• [About this task]: In your answer, repeat each line of the data exactly.

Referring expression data
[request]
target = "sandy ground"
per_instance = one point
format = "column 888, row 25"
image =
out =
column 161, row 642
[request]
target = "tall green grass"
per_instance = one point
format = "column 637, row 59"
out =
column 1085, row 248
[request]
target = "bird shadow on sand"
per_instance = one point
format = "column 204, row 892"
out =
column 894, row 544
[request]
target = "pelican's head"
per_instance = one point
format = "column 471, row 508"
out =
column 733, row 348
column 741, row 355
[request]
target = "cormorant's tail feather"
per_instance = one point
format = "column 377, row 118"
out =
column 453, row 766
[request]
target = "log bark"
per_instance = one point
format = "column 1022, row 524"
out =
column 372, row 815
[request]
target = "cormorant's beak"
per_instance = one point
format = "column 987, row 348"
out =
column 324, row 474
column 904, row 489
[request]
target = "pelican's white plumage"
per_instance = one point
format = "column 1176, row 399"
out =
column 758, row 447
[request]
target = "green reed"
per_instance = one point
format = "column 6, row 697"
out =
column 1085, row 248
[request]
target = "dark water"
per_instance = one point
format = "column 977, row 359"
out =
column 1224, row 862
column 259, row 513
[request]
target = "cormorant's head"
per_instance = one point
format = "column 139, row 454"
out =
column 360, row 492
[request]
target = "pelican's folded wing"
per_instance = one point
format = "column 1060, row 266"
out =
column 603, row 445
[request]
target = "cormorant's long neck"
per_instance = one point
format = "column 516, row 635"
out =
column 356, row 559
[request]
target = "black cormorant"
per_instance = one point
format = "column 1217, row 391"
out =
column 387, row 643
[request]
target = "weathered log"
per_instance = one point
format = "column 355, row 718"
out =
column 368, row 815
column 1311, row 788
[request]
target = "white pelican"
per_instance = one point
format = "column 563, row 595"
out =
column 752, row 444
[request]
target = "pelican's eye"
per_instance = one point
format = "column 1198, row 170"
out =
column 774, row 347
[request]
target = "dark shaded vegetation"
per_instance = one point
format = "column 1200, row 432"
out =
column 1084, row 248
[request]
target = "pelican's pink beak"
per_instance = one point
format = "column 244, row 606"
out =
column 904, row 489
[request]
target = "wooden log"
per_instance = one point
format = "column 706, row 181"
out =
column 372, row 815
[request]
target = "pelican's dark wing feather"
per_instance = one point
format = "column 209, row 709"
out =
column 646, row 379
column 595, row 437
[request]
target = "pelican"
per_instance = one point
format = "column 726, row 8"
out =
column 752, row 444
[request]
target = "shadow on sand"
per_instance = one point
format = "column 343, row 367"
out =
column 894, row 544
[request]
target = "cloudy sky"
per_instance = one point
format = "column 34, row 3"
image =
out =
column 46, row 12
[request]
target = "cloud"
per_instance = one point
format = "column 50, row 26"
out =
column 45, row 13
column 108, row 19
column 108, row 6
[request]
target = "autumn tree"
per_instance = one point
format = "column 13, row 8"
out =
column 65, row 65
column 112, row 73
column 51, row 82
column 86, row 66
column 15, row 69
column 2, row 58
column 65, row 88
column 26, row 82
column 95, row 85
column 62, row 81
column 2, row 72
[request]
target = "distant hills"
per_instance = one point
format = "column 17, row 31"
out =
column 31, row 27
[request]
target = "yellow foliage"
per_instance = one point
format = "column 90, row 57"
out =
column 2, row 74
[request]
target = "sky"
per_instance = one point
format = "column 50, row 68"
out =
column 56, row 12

• [Answer for this exercise]:
[request]
target = "sandy ground"
per_instance = one point
format = "column 888, row 25"
image =
out =
column 161, row 642
[request]
target = "tall green grass"
per_instance = one point
format = "column 637, row 59"
out =
column 1085, row 248
[request]
target = "bird shadow on sand"
per_instance = one point
format = "column 204, row 892"
out =
column 894, row 544
[request]
target = "pelican's head"
per_instance = one point
format = "column 471, row 508"
out =
column 733, row 348
column 741, row 355
[request]
target = "cormorant's tail feather"
per_instance = one point
format = "column 377, row 118"
out =
column 453, row 766
[request]
target = "log bark"
per_instance = one point
format = "column 1022, row 524"
out =
column 372, row 815
[request]
target = "cormorant's beak"
per_instance = one point
format = "column 987, row 348"
out =
column 324, row 474
column 904, row 489
[request]
target = "pelican's white plumage"
per_instance = one point
format = "column 1176, row 399"
out =
column 758, row 447
[request]
target = "green reed"
per_instance = one point
format = "column 6, row 697"
out =
column 1085, row 248
[request]
target = "dark water"
per_instance = one point
format = "column 977, row 359"
out =
column 1224, row 862
column 259, row 513
[request]
target = "cormorant's head"
per_instance = one point
format = "column 139, row 454"
out =
column 360, row 492
[request]
target = "pelican's folded wing"
per_instance = one point
format = "column 1060, row 266"
out =
column 603, row 445
[request]
target = "cormorant's long neck"
per_instance = one point
format = "column 516, row 635"
out =
column 356, row 559
[request]
target = "black cormorant"
per_instance = one point
format = "column 1217, row 391"
out =
column 387, row 643
[request]
target = "weathered log"
per_instance = one point
format = "column 355, row 718"
out =
column 368, row 815
column 1311, row 788
[request]
target = "white pelican"
per_instance = one point
format = "column 563, row 595"
out =
column 752, row 444
[request]
target = "pelican's eye"
per_instance = one point
format = "column 1198, row 170"
out =
column 774, row 347
[request]
target = "dark shaded vegetation"
per_instance = one point
format = "column 1200, row 432"
out =
column 1084, row 248
[request]
target = "pelican's pink beak"
per_instance = one point
format = "column 244, row 606"
out =
column 904, row 489
[request]
target = "wooden log"
per_instance = one point
format = "column 706, row 181"
out =
column 372, row 815
[request]
target = "pelican's dark wing feather"
per_instance = one point
format = "column 209, row 709"
out =
column 646, row 379
column 595, row 437
[request]
target = "pelican"
per_instance = one point
format = "column 726, row 8"
out =
column 752, row 444
[request]
target = "shadow on sand"
per_instance = one point
format = "column 343, row 367"
out =
column 894, row 544
[request]
target = "cloudy sky"
per_instance = one point
format = "column 34, row 3"
image =
out =
column 46, row 12
[request]
target = "cloud"
per_instance = one point
format = "column 50, row 26"
out =
column 45, row 13
column 108, row 19
column 108, row 6
[request]
target = "autumn tree"
per_instance = one point
format = "column 13, row 8"
out =
column 65, row 65
column 112, row 73
column 51, row 82
column 86, row 66
column 15, row 69
column 2, row 58
column 65, row 88
column 26, row 82
column 95, row 85
column 62, row 81
column 2, row 72
[request]
target = "distant hills"
per_instance = one point
format = "column 17, row 31"
out =
column 31, row 27
[request]
target = "yellow foliage"
per_instance = one point
format = "column 90, row 57"
out =
column 2, row 74
[request]
target = "sky"
per_instance = one point
format = "column 50, row 68"
out =
column 56, row 12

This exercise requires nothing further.